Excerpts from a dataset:
---*---

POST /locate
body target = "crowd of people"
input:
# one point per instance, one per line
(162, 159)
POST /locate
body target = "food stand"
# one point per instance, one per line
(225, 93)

---*---

What is being asked: Please reproduce every record shown above, exactly as written.

Answer box:
POST /locate
body target = "crowd of people"
input:
# one point per instance, one per line
(162, 159)
POST /locate
body target = "food stand"
# one point per instance, one per line
(225, 93)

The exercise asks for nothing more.